Rewrite every line of the items below, requests included, raising each point coordinate in the answers by 109. Leave every number outside the answers as it is.
begin ITEMS
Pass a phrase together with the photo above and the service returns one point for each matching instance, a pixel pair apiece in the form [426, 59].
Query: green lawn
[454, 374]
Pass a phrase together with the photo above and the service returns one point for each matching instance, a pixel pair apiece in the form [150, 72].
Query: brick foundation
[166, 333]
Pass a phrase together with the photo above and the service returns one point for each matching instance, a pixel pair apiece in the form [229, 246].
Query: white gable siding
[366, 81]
end ITEMS
ANSWER IN FULL:
Pass a phrase together with the photo above and the service returns one point for each matching instance, a pixel pair apiece in the form [426, 59].
Query: green lawn
[563, 483]
Pass a phrase together with the photo above and the service returns one point for each matching instance, a pixel pair apiece in the form [150, 72].
Query: brick foundation
[275, 442]
Pass a phrase together with the photo above and the service returns one point for each matching instance, a pixel pair apiece in the form [229, 246].
Query: white gable siding
[475, 190]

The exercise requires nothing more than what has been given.